Work to be completed
Look through the listing below, and wherever a line has the string "blue", copy it.

--------------------------------

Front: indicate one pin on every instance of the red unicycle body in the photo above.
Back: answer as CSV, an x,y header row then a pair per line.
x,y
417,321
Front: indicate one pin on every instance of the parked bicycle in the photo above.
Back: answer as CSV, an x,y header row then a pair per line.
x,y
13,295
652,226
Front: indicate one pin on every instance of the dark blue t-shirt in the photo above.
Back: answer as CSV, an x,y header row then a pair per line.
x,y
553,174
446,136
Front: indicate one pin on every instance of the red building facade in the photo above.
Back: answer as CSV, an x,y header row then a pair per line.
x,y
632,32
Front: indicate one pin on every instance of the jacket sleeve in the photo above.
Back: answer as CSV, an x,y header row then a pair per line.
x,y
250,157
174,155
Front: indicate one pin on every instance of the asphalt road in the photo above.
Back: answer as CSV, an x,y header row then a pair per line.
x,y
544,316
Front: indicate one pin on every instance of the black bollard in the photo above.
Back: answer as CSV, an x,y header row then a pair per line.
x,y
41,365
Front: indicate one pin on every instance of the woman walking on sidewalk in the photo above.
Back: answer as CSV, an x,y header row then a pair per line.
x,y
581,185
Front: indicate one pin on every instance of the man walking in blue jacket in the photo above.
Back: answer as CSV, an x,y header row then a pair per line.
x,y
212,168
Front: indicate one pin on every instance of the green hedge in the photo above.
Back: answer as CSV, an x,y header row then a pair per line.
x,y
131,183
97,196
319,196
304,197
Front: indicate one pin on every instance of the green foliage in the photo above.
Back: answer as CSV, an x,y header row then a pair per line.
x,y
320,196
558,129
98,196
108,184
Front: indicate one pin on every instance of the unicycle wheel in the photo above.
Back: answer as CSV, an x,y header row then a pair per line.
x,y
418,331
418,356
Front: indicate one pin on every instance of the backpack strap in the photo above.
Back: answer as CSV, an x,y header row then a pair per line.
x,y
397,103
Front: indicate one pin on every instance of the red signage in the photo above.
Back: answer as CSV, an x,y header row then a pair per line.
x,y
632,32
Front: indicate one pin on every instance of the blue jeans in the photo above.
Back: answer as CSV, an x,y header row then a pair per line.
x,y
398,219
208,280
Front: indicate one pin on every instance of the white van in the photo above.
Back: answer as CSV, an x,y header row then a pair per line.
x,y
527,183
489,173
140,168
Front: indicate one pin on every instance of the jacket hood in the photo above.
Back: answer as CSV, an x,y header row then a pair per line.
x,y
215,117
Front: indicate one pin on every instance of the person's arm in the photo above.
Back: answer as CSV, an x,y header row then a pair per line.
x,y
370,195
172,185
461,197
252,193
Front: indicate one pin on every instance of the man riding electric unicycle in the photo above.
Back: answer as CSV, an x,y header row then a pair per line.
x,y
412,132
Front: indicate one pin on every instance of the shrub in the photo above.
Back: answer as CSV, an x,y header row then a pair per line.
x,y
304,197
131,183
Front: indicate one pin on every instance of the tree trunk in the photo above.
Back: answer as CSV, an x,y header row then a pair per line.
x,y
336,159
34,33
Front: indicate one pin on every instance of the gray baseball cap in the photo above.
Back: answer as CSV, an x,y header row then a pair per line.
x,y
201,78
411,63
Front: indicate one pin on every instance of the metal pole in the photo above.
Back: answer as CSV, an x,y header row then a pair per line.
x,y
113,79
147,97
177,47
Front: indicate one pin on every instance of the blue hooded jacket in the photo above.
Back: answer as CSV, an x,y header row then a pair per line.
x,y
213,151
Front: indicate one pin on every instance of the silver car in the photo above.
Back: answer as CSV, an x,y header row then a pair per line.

--------------------------------

Response to the exercise
Front: indicate one pin on every instance of the dark blue t-shirt in the photo above.
Front: indicate one pin on every instance of the man walking in blue jacket in the photo above.
Front: indicate one pin on every instance of the blue jeans in the photo above.
Front: indicate one pin on every instance of the blue hooded jacket in the photo above.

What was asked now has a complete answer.